-- Work request --
The records appear below. Report how many of their lines contain the word "terrace", giving the number alone.

-- Exercise data --
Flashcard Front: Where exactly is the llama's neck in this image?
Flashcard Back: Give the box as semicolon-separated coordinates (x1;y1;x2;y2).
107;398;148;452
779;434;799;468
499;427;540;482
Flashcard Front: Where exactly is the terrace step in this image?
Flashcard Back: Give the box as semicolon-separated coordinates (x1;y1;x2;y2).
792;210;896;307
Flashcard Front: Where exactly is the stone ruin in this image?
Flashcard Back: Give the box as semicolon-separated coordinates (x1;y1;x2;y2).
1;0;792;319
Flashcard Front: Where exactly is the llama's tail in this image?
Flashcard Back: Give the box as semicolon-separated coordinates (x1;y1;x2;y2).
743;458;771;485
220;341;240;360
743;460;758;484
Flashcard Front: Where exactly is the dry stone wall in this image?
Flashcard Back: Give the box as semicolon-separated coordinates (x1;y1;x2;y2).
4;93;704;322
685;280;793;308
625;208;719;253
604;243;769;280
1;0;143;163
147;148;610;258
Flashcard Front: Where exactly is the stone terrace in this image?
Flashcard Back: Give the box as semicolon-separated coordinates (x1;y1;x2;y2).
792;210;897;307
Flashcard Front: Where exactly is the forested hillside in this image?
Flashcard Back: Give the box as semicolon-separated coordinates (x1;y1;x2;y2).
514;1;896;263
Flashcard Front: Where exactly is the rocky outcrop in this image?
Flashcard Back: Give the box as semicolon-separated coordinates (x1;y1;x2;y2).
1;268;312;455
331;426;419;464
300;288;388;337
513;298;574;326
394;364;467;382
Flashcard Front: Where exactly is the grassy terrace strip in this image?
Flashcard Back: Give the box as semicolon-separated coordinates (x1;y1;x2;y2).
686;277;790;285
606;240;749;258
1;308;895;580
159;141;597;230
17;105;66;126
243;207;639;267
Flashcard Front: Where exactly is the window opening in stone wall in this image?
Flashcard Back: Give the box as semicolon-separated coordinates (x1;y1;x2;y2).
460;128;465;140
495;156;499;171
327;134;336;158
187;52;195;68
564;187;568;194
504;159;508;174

-- Written answer --
3